[Task goal]: Copy out, exactly as given, every line from the line with "If you could outline every instance of the white textured" to the end of the listing, both of those lines included.

[Segmentation labeling entries]
::::::
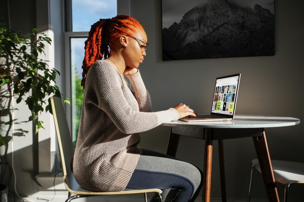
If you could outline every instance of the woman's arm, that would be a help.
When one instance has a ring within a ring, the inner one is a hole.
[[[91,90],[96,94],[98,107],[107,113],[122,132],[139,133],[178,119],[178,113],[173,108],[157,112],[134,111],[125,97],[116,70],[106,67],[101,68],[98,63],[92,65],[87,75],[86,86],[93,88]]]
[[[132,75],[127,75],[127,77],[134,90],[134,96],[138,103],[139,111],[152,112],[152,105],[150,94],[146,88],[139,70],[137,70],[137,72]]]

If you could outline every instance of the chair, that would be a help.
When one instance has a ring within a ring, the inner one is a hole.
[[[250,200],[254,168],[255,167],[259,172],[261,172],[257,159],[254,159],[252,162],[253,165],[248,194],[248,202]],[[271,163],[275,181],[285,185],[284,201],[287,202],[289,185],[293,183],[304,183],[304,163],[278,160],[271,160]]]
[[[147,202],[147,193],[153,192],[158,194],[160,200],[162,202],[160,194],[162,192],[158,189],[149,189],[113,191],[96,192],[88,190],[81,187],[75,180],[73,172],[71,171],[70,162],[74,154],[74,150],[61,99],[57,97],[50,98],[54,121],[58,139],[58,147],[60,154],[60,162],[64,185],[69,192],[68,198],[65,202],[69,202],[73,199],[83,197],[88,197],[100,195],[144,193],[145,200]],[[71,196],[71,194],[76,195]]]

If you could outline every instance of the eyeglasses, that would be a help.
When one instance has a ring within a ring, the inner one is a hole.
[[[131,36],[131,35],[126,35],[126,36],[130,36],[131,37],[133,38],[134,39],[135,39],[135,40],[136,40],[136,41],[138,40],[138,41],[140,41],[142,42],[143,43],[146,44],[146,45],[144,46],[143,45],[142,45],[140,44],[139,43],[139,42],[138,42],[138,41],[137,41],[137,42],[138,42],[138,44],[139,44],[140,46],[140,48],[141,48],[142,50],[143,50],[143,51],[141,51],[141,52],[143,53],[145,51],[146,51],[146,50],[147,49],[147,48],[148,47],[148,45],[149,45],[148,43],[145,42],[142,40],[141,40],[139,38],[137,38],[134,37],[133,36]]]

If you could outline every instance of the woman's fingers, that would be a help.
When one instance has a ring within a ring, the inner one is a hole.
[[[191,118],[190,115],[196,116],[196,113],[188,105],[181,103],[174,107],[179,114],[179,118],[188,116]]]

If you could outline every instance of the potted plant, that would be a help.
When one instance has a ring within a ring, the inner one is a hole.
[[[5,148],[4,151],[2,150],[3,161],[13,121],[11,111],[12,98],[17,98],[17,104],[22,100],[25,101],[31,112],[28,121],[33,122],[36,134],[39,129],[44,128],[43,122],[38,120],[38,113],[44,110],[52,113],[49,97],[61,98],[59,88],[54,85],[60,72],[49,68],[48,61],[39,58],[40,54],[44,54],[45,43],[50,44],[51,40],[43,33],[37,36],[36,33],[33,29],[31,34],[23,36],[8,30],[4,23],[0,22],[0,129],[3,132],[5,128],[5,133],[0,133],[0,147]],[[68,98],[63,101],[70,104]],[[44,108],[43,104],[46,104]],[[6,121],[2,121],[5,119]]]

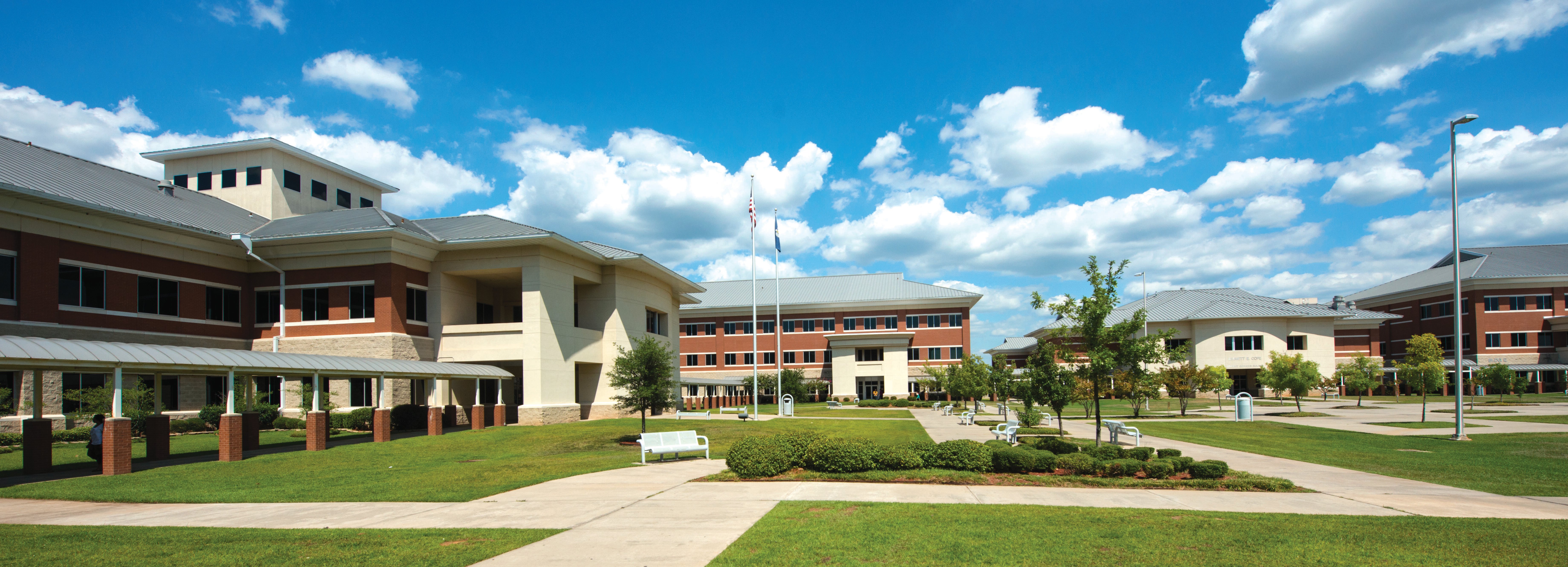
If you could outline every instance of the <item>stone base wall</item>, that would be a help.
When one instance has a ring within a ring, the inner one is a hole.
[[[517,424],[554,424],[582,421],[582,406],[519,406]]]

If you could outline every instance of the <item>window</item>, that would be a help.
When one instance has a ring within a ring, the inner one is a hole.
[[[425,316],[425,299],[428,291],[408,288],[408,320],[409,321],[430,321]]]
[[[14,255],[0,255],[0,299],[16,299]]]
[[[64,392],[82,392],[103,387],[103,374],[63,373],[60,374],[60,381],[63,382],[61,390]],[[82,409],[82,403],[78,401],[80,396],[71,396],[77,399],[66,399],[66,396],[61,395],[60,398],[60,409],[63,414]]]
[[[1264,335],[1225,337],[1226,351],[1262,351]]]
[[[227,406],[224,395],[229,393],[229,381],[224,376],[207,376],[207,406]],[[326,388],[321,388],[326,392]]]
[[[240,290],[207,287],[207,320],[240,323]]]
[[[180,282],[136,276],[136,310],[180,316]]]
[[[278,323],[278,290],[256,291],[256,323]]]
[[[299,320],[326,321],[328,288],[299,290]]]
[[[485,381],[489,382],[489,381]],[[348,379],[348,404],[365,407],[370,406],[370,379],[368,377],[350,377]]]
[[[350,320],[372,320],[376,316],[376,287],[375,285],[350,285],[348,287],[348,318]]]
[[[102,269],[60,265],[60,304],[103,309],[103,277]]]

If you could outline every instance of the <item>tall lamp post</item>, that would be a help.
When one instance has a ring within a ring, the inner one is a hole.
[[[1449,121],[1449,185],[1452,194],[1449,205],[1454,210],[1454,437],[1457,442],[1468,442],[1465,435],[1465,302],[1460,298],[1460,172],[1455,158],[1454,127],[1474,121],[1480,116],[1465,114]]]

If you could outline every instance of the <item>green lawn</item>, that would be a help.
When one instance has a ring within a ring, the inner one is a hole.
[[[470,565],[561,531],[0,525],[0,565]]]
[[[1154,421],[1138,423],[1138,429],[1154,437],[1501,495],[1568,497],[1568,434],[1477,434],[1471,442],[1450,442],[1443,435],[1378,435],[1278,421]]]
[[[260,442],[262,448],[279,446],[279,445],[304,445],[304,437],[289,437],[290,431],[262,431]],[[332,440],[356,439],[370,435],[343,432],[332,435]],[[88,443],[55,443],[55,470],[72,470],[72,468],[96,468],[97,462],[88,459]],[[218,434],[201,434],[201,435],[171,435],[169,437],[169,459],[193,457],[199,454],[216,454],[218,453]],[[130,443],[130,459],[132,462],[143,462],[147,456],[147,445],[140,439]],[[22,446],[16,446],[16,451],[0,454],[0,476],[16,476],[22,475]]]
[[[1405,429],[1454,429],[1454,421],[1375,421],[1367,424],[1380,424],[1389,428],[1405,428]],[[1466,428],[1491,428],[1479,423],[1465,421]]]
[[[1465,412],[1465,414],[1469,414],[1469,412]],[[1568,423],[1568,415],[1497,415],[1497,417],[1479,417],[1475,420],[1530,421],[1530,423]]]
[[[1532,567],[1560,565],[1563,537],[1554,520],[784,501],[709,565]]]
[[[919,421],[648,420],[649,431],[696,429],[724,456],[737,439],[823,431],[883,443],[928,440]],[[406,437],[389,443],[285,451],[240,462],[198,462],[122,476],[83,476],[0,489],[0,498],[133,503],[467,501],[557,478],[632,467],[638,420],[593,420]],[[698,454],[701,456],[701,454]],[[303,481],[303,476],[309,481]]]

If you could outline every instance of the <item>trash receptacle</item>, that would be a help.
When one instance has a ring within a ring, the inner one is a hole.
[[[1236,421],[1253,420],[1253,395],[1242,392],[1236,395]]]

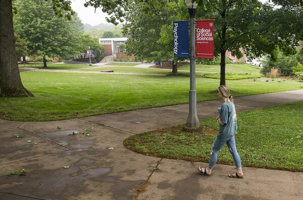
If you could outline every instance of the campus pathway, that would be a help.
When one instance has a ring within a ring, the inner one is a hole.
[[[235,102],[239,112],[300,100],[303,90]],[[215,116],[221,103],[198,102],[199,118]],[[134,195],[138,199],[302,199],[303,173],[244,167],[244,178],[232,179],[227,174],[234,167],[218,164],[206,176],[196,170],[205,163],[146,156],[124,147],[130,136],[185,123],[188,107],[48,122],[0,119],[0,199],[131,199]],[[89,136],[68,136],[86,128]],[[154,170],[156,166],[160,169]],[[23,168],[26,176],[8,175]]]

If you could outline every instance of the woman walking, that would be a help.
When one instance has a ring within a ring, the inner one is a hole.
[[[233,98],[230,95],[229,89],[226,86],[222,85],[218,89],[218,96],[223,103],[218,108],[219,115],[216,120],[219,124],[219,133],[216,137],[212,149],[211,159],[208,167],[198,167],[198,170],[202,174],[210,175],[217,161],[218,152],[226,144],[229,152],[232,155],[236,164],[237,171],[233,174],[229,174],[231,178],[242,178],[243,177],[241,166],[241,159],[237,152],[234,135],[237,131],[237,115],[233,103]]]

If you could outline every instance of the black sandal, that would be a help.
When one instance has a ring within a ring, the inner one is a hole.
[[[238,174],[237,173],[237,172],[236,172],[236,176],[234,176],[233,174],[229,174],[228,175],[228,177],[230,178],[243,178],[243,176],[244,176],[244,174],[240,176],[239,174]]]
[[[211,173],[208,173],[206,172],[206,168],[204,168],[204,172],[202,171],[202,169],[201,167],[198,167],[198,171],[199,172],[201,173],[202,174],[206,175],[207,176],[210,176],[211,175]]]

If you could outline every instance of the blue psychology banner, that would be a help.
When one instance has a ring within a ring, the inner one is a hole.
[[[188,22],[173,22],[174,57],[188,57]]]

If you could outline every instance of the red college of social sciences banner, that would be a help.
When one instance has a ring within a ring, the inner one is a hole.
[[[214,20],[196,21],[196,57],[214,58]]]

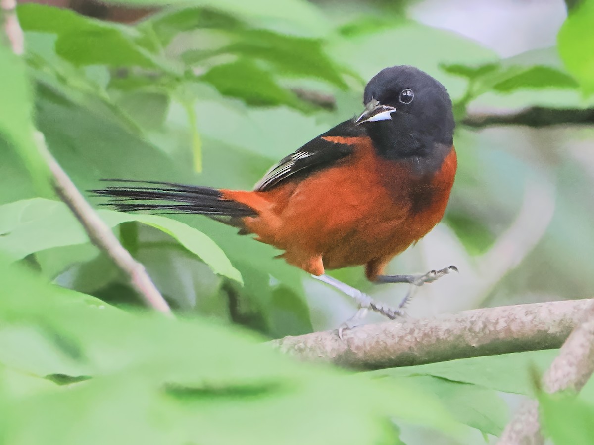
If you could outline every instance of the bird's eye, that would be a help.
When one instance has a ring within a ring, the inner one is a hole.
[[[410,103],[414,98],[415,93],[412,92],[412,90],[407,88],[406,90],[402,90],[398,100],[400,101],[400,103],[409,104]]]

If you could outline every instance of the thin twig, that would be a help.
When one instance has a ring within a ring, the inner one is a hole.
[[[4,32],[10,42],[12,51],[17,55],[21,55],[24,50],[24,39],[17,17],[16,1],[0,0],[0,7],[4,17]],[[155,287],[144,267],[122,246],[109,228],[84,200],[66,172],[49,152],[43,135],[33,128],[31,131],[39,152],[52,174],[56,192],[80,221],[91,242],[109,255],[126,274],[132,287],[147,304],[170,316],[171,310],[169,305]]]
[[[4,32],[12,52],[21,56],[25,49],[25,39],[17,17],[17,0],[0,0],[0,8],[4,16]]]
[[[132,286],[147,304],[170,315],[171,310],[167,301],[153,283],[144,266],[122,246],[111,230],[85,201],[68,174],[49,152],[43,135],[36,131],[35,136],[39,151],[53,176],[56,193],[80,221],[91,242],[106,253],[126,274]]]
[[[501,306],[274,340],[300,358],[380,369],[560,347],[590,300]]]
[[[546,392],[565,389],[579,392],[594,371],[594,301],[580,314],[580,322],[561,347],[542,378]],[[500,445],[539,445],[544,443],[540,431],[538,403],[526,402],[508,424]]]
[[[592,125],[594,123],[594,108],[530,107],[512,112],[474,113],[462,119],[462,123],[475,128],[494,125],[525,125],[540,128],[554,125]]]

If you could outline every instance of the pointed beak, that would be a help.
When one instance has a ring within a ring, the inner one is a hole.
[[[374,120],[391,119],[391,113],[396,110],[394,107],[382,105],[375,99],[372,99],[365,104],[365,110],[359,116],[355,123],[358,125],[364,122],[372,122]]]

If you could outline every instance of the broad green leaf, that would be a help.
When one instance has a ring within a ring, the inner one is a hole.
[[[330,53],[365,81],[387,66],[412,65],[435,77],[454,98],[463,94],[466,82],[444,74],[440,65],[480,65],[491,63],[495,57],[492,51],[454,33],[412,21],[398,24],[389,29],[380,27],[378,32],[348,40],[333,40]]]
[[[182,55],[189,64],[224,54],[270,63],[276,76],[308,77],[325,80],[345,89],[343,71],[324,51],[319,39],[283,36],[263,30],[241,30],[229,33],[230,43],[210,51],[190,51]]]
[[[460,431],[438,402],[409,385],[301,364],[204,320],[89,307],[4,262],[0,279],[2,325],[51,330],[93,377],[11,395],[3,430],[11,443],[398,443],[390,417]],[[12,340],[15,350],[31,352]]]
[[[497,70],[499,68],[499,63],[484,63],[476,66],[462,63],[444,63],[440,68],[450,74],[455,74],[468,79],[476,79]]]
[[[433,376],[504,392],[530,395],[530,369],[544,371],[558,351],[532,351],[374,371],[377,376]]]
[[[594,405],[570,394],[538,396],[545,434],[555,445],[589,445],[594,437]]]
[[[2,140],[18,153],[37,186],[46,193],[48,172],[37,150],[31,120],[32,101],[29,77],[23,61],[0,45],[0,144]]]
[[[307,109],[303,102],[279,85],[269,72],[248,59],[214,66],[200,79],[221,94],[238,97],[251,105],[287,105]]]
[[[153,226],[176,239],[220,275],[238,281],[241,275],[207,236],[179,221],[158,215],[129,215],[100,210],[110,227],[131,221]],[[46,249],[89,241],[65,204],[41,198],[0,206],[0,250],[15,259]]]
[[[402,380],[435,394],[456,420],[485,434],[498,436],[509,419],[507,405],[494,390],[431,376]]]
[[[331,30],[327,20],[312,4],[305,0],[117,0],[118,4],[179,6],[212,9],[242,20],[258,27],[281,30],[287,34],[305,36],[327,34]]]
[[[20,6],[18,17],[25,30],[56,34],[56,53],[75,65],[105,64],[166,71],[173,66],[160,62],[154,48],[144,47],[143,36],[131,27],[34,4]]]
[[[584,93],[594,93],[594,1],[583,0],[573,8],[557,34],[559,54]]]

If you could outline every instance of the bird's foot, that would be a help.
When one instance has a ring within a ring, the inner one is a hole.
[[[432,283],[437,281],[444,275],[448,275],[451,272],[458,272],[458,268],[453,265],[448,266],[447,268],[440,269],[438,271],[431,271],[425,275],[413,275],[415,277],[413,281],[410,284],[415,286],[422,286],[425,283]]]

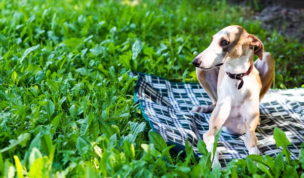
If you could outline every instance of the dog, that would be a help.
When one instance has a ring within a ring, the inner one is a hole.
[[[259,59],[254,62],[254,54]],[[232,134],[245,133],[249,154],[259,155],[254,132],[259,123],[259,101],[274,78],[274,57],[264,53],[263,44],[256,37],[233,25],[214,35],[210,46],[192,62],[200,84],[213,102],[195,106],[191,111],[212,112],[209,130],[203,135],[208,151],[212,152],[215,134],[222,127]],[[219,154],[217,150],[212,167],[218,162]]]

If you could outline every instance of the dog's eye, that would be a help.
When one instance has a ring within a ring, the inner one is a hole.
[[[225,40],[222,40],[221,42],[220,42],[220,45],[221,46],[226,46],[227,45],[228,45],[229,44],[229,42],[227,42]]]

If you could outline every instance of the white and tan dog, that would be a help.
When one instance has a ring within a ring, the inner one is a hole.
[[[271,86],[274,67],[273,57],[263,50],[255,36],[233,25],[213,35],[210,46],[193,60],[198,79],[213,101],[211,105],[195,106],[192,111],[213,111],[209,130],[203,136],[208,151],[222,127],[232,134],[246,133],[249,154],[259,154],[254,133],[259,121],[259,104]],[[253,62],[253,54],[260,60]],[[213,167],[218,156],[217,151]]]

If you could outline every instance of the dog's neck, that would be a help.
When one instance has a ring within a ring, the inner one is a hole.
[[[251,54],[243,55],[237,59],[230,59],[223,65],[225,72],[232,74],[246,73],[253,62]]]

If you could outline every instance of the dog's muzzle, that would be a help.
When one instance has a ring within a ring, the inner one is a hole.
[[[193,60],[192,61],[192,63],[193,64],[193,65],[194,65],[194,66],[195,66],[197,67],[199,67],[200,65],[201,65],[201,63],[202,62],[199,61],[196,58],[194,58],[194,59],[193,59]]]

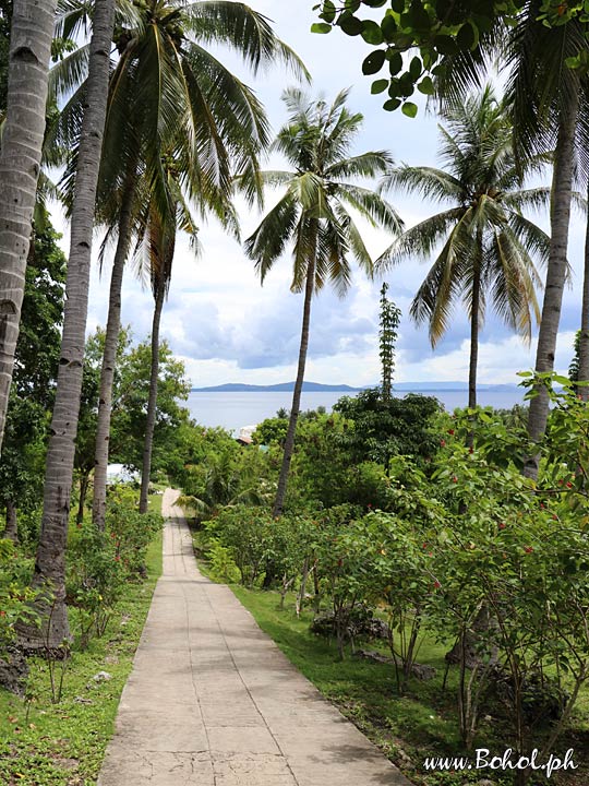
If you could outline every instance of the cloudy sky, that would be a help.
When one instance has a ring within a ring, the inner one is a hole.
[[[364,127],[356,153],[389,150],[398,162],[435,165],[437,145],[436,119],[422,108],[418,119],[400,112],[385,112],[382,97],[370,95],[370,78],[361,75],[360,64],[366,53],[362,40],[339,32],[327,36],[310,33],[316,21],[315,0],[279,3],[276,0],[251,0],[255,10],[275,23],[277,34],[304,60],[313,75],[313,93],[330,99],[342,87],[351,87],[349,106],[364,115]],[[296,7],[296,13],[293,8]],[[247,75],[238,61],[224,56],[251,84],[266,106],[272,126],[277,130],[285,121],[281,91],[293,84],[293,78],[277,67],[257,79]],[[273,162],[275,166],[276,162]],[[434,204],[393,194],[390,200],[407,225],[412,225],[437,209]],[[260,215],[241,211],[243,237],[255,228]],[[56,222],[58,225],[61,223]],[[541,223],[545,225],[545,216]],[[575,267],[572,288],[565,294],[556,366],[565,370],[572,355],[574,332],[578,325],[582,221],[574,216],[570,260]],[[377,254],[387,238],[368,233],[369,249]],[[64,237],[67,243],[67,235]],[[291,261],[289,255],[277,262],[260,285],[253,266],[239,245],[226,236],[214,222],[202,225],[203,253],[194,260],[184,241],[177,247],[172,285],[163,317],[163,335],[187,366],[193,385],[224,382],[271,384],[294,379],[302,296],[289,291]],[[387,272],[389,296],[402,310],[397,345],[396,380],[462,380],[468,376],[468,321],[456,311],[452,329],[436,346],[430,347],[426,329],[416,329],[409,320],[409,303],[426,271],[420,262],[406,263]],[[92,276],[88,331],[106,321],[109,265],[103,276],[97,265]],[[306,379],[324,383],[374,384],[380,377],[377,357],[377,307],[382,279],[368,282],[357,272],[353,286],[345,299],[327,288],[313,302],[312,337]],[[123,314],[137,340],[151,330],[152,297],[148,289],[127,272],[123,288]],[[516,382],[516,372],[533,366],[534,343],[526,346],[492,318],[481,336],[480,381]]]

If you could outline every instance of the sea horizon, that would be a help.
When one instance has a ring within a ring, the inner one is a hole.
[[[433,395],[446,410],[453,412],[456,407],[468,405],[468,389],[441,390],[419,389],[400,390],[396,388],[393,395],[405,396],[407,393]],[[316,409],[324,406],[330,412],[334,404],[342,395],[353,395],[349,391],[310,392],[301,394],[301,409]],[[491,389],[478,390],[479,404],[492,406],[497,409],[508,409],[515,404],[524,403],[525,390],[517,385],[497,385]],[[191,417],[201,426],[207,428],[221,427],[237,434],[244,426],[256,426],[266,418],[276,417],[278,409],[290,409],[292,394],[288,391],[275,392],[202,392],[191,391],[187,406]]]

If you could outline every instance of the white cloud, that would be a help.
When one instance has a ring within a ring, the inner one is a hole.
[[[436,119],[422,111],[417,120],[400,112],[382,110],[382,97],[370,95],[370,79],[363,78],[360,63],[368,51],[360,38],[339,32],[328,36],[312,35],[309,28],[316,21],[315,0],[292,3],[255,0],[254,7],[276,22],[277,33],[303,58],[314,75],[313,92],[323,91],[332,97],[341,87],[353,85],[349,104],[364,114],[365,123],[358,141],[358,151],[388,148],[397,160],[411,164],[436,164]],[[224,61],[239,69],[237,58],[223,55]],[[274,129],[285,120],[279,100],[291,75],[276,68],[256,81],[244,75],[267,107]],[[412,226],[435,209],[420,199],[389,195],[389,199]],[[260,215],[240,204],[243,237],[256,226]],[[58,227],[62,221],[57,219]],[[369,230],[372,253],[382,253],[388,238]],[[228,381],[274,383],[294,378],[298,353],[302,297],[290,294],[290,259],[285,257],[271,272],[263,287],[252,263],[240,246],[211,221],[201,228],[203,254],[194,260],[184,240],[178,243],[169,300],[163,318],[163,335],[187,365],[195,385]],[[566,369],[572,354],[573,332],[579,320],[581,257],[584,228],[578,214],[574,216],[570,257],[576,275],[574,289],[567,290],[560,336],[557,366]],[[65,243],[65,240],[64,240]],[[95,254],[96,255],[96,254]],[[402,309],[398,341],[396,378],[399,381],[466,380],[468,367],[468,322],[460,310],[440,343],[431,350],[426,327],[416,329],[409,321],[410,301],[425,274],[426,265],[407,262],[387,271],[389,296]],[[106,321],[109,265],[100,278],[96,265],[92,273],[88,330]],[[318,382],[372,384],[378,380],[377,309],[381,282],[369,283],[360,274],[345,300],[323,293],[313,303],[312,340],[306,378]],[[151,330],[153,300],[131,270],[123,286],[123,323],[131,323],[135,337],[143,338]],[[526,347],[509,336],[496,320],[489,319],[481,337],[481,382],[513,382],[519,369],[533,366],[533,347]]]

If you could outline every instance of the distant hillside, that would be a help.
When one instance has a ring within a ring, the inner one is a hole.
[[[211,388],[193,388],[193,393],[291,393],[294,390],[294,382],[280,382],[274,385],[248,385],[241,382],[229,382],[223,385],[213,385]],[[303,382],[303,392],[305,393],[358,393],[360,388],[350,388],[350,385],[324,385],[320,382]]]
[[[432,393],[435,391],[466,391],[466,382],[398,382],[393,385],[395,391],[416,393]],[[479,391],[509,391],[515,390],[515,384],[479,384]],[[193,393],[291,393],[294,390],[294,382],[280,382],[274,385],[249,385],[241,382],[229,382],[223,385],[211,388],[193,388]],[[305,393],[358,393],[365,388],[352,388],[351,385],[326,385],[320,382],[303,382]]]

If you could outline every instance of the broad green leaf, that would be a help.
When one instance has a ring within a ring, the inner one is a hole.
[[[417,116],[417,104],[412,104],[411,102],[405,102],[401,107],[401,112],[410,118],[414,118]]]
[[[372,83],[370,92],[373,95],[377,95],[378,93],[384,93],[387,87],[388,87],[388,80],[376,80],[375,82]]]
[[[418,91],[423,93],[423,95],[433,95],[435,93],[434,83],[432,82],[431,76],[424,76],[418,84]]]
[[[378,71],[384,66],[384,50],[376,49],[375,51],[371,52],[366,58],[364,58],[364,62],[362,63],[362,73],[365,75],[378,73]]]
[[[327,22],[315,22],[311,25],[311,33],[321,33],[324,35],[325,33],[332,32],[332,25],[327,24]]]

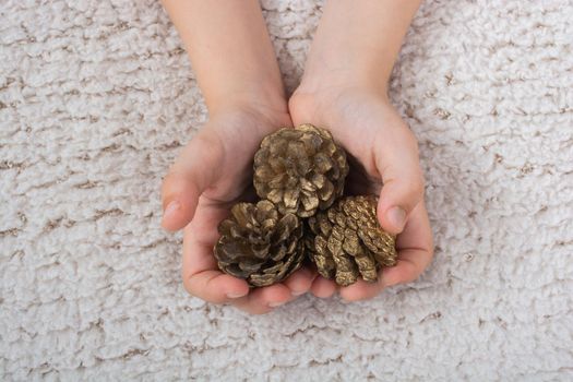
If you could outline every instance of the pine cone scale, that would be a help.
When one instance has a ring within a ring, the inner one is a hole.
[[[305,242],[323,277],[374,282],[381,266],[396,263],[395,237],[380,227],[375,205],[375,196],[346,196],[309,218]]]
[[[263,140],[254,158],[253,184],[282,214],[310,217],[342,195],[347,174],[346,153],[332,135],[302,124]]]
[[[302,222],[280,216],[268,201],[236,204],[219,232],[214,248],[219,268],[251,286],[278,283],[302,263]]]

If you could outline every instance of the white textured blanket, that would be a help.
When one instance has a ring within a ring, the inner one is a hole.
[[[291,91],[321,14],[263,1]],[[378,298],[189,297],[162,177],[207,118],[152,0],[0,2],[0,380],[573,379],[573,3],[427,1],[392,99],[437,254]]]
::::::
[Result for this exercise]:
If you could outline every instance of the white textured blanket, that would be a help.
When one instance has a ring within a ring, the inner one is a hole.
[[[291,91],[321,14],[263,1]],[[378,298],[189,297],[162,177],[207,118],[152,0],[0,2],[0,380],[573,379],[573,3],[427,1],[392,99],[437,254]]]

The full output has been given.